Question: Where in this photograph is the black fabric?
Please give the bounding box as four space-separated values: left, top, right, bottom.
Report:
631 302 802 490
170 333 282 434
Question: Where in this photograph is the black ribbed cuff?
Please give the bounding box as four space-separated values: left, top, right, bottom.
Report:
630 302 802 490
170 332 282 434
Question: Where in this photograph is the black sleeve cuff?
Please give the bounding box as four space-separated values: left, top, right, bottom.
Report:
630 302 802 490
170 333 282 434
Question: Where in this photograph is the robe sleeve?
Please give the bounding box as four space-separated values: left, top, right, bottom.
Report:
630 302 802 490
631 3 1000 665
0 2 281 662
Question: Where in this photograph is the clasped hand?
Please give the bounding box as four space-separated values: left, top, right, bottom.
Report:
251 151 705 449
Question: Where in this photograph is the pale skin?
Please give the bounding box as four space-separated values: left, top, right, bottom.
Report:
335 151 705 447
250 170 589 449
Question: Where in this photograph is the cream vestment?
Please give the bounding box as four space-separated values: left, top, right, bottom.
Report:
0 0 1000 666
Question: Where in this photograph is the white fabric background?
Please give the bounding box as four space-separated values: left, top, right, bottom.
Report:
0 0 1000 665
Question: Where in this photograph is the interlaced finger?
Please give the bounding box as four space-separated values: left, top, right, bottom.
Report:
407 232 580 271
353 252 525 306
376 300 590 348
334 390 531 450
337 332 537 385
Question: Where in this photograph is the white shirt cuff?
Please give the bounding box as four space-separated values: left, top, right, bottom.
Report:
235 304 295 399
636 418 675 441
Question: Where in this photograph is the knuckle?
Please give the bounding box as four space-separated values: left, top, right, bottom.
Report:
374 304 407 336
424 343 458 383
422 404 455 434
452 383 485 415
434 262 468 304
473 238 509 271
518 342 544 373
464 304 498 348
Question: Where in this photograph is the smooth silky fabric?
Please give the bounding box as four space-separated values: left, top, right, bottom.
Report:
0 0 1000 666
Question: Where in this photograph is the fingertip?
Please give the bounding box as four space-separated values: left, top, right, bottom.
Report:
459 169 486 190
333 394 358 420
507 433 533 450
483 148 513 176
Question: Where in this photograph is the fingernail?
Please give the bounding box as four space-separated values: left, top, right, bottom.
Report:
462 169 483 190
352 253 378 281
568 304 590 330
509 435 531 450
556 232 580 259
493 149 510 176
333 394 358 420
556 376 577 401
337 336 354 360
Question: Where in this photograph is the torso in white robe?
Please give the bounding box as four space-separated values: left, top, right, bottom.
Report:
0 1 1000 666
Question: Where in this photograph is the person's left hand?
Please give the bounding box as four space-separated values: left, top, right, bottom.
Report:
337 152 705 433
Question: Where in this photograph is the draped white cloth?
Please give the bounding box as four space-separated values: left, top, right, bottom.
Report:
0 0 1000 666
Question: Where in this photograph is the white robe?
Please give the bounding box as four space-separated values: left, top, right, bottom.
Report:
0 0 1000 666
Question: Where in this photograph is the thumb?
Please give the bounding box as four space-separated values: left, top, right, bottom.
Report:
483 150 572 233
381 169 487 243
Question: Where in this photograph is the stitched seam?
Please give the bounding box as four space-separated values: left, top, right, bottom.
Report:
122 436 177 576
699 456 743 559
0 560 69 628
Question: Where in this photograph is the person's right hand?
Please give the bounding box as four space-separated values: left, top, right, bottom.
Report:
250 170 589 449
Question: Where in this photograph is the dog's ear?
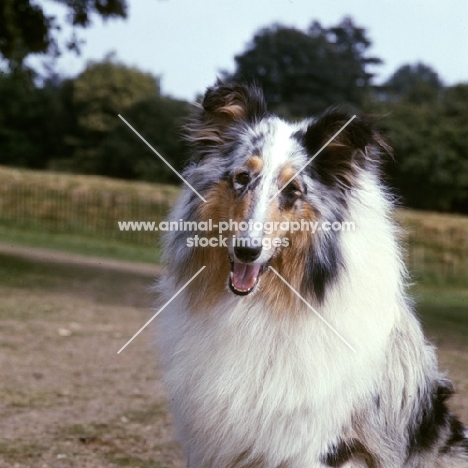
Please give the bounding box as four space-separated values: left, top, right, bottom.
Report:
302 108 392 189
188 81 266 146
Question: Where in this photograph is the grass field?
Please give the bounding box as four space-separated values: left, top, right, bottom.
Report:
0 166 468 286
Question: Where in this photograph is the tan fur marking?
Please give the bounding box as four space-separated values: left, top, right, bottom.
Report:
246 156 263 174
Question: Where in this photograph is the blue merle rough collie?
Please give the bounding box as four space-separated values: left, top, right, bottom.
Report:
159 82 468 468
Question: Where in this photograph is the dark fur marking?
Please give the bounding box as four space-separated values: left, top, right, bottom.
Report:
439 416 468 454
203 81 267 122
302 226 343 303
408 381 453 457
322 439 373 468
302 108 382 189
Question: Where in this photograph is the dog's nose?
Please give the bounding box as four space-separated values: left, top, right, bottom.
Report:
234 246 262 263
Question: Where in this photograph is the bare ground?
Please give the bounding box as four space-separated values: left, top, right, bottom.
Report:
0 247 468 468
0 247 184 468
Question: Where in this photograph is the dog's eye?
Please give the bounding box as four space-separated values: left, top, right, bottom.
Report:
234 172 250 187
283 182 302 201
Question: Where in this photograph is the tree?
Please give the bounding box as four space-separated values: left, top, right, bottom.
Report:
374 84 468 212
69 56 159 173
96 96 189 183
224 18 380 117
384 63 443 98
0 74 61 169
0 0 127 70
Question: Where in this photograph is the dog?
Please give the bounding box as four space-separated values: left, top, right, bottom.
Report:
158 81 468 468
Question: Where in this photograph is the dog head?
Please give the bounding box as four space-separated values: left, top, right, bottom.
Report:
176 82 388 301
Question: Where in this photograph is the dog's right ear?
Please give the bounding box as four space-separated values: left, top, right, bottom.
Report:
188 81 267 146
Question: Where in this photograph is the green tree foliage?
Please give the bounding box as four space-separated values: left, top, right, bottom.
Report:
69 57 159 173
383 63 443 101
374 83 468 212
225 18 381 117
73 57 159 134
0 0 127 70
0 74 61 169
96 96 189 183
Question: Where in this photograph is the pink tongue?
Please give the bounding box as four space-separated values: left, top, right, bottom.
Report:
231 262 261 291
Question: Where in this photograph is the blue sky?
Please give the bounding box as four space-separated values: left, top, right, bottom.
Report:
36 0 468 100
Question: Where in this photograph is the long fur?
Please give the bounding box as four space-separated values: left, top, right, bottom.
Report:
158 82 468 468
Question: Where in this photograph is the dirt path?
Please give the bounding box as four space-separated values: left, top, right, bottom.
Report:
0 245 468 468
0 246 184 468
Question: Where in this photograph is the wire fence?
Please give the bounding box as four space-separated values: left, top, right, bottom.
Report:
0 183 170 245
0 181 468 286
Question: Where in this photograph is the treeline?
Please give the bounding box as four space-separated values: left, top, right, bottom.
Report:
0 18 468 213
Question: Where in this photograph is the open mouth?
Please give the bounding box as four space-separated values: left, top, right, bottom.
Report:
229 261 266 296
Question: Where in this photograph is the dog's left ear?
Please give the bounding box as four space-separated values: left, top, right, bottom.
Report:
301 109 392 189
188 81 267 146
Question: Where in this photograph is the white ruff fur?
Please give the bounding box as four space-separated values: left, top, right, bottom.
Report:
158 85 468 468
159 175 420 468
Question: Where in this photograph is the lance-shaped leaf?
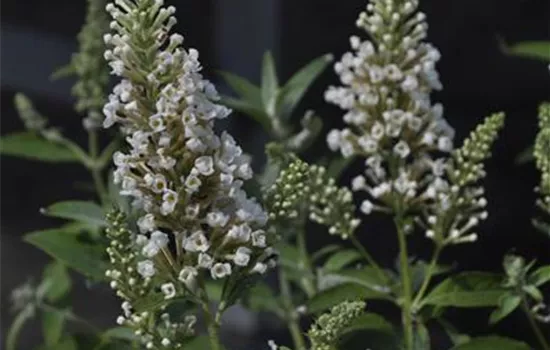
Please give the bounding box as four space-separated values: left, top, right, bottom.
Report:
41 201 105 227
262 52 279 118
25 229 106 280
0 132 79 163
422 272 506 307
451 336 531 350
504 41 550 62
277 54 334 120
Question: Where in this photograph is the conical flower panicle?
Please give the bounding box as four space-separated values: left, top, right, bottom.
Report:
325 0 503 244
103 0 274 346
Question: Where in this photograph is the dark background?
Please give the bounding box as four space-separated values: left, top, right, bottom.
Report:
0 0 550 350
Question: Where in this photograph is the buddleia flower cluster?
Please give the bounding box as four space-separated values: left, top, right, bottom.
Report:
103 0 274 344
325 0 500 243
264 154 360 239
534 103 550 227
307 301 366 350
71 0 109 130
106 210 196 349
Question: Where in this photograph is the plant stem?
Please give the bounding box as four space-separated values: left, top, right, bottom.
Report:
521 293 550 350
413 244 443 307
202 300 222 350
279 267 307 350
88 130 108 204
349 235 389 282
298 224 317 298
395 215 414 350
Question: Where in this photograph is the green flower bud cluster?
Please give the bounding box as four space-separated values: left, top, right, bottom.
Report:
105 210 196 349
451 113 504 187
265 155 360 239
308 301 366 350
534 103 550 197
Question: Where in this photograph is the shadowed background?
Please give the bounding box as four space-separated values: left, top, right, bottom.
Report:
0 0 550 350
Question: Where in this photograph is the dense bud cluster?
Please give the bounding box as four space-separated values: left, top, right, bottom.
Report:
424 113 504 244
105 211 196 349
70 0 109 130
265 155 360 238
308 301 366 350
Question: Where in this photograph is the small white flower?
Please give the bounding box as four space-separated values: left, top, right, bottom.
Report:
327 129 342 151
227 224 252 243
178 266 199 290
195 156 214 176
160 190 178 215
137 214 156 233
437 136 453 152
361 200 374 215
142 231 169 258
137 260 156 278
160 283 176 300
393 140 411 158
252 230 267 248
197 253 214 269
351 175 367 191
185 174 202 193
251 262 267 275
183 231 210 253
233 247 252 266
401 75 418 92
206 211 229 227
210 263 231 279
150 174 168 193
149 114 166 132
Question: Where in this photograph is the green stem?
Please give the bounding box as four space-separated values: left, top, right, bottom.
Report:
521 293 550 350
395 215 414 350
349 235 390 283
279 267 307 350
202 300 222 350
296 226 317 298
413 244 443 308
88 130 109 204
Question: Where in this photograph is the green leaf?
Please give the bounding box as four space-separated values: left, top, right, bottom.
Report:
25 229 107 280
277 54 334 120
317 266 391 294
311 244 341 262
413 323 432 350
220 72 263 109
505 41 550 62
489 294 521 324
343 312 394 334
528 266 550 287
422 272 506 307
101 327 139 341
55 337 78 350
0 132 78 163
437 318 471 345
220 96 273 133
323 249 361 271
262 52 279 118
42 261 71 302
6 304 35 350
451 336 531 350
306 283 391 314
41 201 105 227
42 311 65 347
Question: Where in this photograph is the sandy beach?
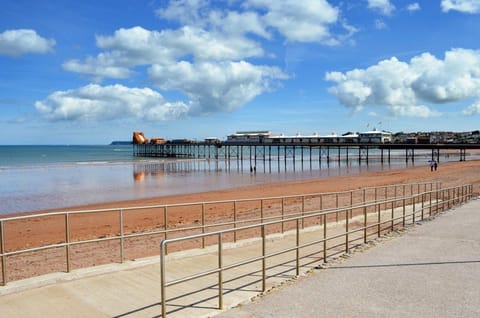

========

◆ **Exercise prompt**: Copy the listing again from the line that has "Question: Where in this photograph is the green tree" through the line that has "0 181 468 286", including both of those lines and the requests. In the answers only, scale every bounding box coordinate by 0.35 and round each to a whole number, with halves rounding up.

◆ **Task output**:
Question: Where in this photograph is the green tree foliage?
Please give the bounding box as four space-separated values: left, top, right, bottom.
Report:
24 20 56 61
134 22 155 35
131 29 164 74
79 6 133 41
26 20 56 47
0 0 44 25
0 26 21 59
34 34 66 64
Question: Where in this photograph is the pink tongue?
Please give the bounding box as four space-separated values: left, top, right, bottom.
Report:
81 92 91 102
Question: Where in this photograph is the blue sky?
Please give the bounding box as four space-separated values: left, top, right, bottom.
Report:
13 0 164 35
Question: Where in this photograph is the long fur?
Please give the bounding box as four space-separated values: left, top, right, bottom.
Report:
55 29 164 164
Question: Where in this photograph is the dirt path?
Please give the bounding box as four space-separated values: left, top, right, bottom.
Report:
0 86 164 164
0 86 64 164
Question: Where in this photograph is the wire fence?
Please give the bounding box as four space-separated values: left, top, right, bottom.
Report:
0 64 60 86
0 63 164 100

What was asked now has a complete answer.